Working data:
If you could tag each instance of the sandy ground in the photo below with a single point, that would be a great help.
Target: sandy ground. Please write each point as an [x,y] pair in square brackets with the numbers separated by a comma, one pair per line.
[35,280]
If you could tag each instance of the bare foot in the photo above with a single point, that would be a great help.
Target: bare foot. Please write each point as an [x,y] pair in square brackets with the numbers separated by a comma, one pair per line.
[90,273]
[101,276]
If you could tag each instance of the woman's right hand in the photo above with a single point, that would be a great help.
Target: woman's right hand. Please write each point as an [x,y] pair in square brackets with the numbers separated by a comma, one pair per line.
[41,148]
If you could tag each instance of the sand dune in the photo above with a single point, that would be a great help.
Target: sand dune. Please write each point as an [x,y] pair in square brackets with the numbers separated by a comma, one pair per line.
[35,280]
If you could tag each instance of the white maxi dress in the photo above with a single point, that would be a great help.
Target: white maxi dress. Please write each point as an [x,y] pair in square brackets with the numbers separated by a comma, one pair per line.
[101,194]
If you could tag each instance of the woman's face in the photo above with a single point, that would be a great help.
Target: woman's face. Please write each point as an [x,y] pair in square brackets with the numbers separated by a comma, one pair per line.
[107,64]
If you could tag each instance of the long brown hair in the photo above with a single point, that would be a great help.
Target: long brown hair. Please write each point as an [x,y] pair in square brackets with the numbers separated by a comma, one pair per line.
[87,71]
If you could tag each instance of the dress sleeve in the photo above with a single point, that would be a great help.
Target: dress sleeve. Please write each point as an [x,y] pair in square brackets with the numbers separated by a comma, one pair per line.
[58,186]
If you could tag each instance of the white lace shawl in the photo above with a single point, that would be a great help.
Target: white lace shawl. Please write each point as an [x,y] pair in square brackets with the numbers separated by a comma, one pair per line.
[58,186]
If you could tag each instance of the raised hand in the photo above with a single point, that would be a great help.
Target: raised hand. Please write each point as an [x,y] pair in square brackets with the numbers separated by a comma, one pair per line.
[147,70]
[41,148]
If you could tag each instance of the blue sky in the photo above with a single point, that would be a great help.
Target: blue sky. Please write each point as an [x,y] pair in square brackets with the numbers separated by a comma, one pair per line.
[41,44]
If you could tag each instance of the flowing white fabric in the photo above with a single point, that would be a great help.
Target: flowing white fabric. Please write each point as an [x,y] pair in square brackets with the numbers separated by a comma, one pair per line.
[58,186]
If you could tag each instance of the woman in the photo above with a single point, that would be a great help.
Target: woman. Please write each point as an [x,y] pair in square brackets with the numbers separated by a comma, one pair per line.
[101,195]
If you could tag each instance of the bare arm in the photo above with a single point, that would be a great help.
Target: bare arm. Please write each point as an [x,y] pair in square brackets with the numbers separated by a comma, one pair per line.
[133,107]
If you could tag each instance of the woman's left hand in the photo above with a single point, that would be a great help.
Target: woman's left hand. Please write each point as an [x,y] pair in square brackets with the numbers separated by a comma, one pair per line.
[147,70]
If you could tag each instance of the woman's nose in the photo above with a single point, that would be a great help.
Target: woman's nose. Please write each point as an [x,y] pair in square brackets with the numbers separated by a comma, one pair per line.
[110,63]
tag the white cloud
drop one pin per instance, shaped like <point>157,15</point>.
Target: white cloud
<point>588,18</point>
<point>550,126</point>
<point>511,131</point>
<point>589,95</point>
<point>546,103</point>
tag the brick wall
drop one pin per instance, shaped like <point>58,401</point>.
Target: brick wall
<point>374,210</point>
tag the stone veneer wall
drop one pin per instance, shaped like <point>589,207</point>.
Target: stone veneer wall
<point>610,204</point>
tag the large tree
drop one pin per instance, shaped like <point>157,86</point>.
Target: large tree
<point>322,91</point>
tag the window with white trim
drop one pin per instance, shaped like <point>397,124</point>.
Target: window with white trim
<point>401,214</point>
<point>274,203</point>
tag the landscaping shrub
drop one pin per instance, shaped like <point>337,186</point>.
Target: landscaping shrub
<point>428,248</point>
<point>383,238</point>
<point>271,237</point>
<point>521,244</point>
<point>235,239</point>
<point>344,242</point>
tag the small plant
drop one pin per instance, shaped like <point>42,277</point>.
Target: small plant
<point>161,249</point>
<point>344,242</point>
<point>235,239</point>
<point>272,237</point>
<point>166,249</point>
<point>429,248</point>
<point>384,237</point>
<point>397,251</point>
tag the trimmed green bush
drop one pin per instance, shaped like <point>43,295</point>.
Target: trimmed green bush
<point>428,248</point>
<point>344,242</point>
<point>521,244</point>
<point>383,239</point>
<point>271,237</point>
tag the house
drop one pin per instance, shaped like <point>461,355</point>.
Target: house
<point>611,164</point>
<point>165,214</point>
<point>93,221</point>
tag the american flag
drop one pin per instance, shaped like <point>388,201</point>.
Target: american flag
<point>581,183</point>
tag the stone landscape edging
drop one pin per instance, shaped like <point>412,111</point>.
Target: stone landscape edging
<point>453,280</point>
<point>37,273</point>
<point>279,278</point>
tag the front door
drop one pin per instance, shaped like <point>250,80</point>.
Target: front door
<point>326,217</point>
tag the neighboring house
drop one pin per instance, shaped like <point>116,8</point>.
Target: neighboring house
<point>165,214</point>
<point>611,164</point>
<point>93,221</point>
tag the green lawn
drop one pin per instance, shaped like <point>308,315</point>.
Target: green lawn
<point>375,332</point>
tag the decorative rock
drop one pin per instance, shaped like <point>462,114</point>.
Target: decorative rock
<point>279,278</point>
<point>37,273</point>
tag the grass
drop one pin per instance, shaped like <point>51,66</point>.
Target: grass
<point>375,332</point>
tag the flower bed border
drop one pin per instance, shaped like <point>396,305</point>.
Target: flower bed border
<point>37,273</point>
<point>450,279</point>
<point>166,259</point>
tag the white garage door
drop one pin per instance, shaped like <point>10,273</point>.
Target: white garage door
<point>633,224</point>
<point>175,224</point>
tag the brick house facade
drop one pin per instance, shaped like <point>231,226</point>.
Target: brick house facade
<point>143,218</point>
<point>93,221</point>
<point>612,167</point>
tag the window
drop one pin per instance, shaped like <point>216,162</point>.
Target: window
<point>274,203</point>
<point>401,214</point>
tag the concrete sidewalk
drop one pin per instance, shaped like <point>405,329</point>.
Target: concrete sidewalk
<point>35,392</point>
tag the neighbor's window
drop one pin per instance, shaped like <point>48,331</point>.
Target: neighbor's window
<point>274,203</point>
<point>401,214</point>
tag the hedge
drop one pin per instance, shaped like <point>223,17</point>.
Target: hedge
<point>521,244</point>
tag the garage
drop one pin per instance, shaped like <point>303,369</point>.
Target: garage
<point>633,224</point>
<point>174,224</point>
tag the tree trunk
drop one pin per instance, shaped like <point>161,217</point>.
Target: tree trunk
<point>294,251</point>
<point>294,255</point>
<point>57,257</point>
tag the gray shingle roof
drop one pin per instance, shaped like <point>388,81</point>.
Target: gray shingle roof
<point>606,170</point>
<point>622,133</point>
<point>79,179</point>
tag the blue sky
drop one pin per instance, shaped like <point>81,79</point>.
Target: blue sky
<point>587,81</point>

Exercise goal: Once you have read the entries, repeat them all exactly.

Response:
If you could tag each instance of the sandy ground in the photo below with a single point, that would be a great help.
Target: sandy ground. Please write each point as an [x,y] pair in square brackets with the numbers separated by a comma, one pair per line.
[35,280]
If you could tag each instance of the bare foot in the photo above with a single point, that would be a great help.
Target: bare foot. Please write each point as an [x,y] pair in square brackets with the numbers separated by a comma, one pair per line.
[90,273]
[101,276]
If you could tag each instance of the woman's right hand in the photo above with a single point, that would be a great help.
Target: woman's right hand. Please write each point as an [x,y] pair in square brackets with the numbers separated by a comma, one pair per line.
[41,148]
If you could tag each instance of the sand dune in the photo above with a single point, that would be a great help.
Target: sand dune. Please write each point as an [x,y] pair in square brackets with the numbers separated by a comma, one pair per line.
[35,280]
If you could tag each instance of the white maxi dress in the photo above with a single point, that would be a great help.
Target: white maxi dress. Please write each point as an [x,y] pair in square brackets with the numbers separated by a comma, one pair per line.
[101,194]
If you could tag each instance of the woman's face in the photo above with a single point, that would be a great help.
Target: woman's face. Please write each point as an [x,y] pair in square brackets with the numbers separated by a comma, one pair per line.
[107,64]
If you could tag each instance of the long brown hair in the photo above with a single point, that would be a great help.
Target: long brown hair. Please write each point as an [x,y] pair in square brackets with the numbers separated by a comma, one pair per line.
[87,71]
If you could tag each instance of the dress sleeve in the photo above with a single point, that would be a great help.
Target: dress sleeve. Please write each point as an [x,y] pair in square brackets with the numbers separated by a comma, one pair per line.
[58,186]
If you could tag each instance of the white lace shawl in the photo above with a single point, that would be a great help.
Target: white lace shawl. Please write each point as an [x,y] pair in square brackets with the numbers separated by a comma, one pair per line.
[58,186]
If you could tag each instance of the raised hand in the photo above with a single point, that would be a great help.
Target: raised hand. Please write each point as an [x,y] pair in square brackets with the numbers separated by a comma, one pair per line.
[147,70]
[41,148]
If you could tag each instance of the blue sky in the photo above with a single point, that would be a great help.
Target: blue sky. Please write each point as an [x,y] pair in square brackets with the numbers separated by a comma, one pair per line.
[41,44]
If you could tag each instance of the flowing white fabric in the photo above with a single point, that would be a great help.
Target: flowing white fabric. Please write each point as an [x,y] pair in square brackets with the numbers separated by a comma, one pair per line.
[58,186]
If you could tag each instance of the woman in the photo above with a single point, that would be a great help.
Target: woman. Please write each point as an [x,y] pair in square brackets with the numbers separated by a comma, one pair per line.
[101,195]
If you could tag each instance of the bare arm in the photo above with a single point, that would be a great help.
Target: bare arm. Please write each point as an [x,y] pair in square brackets with the numbers separated by a comma, one pair per line.
[133,107]
If you could tag each instance of the woman's left hand in the photo above with a single point, that would be a great help.
Target: woman's left hand. Please write each point as an [x,y] pair in square brackets with the numbers separated by a comma, one pair per line.
[147,70]
If you could tag each instance of the woman's nose in the photo above with a single point, that would be a great help.
Target: woman's nose. Please write each point as an [x,y] pair in square brackets with the numbers separated by a comma, one pair per line.
[110,63]
tag the white cloud
drop one pin per instance, shaped like <point>157,15</point>.
Target: white cloud
<point>588,18</point>
<point>550,126</point>
<point>511,131</point>
<point>589,95</point>
<point>546,103</point>
tag the brick wall
drop one pin per instance, shaped like <point>58,401</point>.
Target: brick wall
<point>374,210</point>
tag the stone veneer wall
drop one pin per instance, shaped like <point>589,207</point>.
Target: stone veneer wall
<point>610,204</point>
tag the large tree
drop one pin per instance, shaped like <point>157,86</point>.
Target: large tree
<point>322,91</point>
tag the window with white trim
drop one pin per instance, shaped like <point>397,124</point>.
Target: window with white trim
<point>401,214</point>
<point>274,203</point>
tag the landscaping shrub
drop one pin per instance, shaped like <point>337,186</point>.
Target: landscaping shrub
<point>428,248</point>
<point>383,238</point>
<point>271,237</point>
<point>521,244</point>
<point>235,239</point>
<point>344,242</point>
tag the small plant
drop one pin per instance, shaped like <point>42,277</point>.
Target: small plant
<point>161,249</point>
<point>344,242</point>
<point>235,239</point>
<point>272,237</point>
<point>166,249</point>
<point>429,248</point>
<point>384,237</point>
<point>397,251</point>
tag the trimmed green bush
drop one pin per instance, shaped like <point>43,295</point>.
Target: trimmed green bush
<point>428,248</point>
<point>344,242</point>
<point>521,244</point>
<point>383,239</point>
<point>271,237</point>
tag the house
drop one pin per instance, shaped like <point>461,355</point>.
Target: house
<point>611,164</point>
<point>165,214</point>
<point>93,221</point>
tag the american flag
drop one pin per instance, shaped like <point>388,201</point>.
Target: american flag
<point>581,183</point>
tag the stone landscape edging
drop one pin per instance, shaped like <point>412,111</point>.
Target: stone landscape edging
<point>453,280</point>
<point>37,273</point>
<point>279,278</point>
tag the front door
drop one pin per instance, shaped like <point>250,80</point>.
Target: front door
<point>326,217</point>
tag the neighboring house
drop one pin per instance, shaped like <point>116,8</point>.
Target: neighboring house
<point>165,214</point>
<point>611,164</point>
<point>93,221</point>
tag the green lawn
drop one pin per instance, shaped like <point>308,315</point>.
Target: green lawn
<point>375,332</point>
tag the decorative rock
drop one pin per instance, shaped like <point>462,114</point>.
Target: decorative rock
<point>279,278</point>
<point>37,273</point>
tag the grass
drop one pin per instance, shaped like <point>51,66</point>.
Target: grass
<point>375,332</point>
tag the flower bed border
drop one pin per instance, shaped like <point>396,305</point>.
Target: flower bed border
<point>37,273</point>
<point>450,279</point>
<point>166,259</point>
tag the white garage door
drop one pin per instance, shaped like <point>10,273</point>.
Target: white garage door
<point>633,224</point>
<point>175,224</point>
tag the brick house facade
drop one pin per instance, shaped like <point>231,226</point>.
Target: brick house facade
<point>143,218</point>
<point>93,221</point>
<point>612,167</point>
tag the window
drop one pin per instance, shaped like <point>216,162</point>.
Target: window
<point>274,203</point>
<point>401,214</point>
tag the concrete sidewalk
drop one pin per instance, shaped like <point>405,329</point>.
Target: concrete sidewalk
<point>35,392</point>
tag the neighbor's window
drop one pin per instance, shaped like <point>48,331</point>.
Target: neighbor's window
<point>274,203</point>
<point>401,214</point>
tag the hedge
drop one pin per instance, shaped like <point>223,17</point>.
Target: hedge
<point>521,244</point>
tag the garage
drop one pin per instance, shaped like <point>303,369</point>.
Target: garage
<point>633,224</point>
<point>174,224</point>
tag the tree trunk
drop one pin per instance, shaped like <point>161,217</point>.
Target: tree trunk
<point>294,251</point>
<point>294,255</point>
<point>57,257</point>
tag the gray shingle roof
drop one pin per instance, shaped like <point>388,81</point>.
Target: gray shingle roof
<point>606,170</point>
<point>622,133</point>
<point>79,179</point>
tag the blue sky
drop one pin per instance, shaped like <point>81,79</point>.
Target: blue sky
<point>587,81</point>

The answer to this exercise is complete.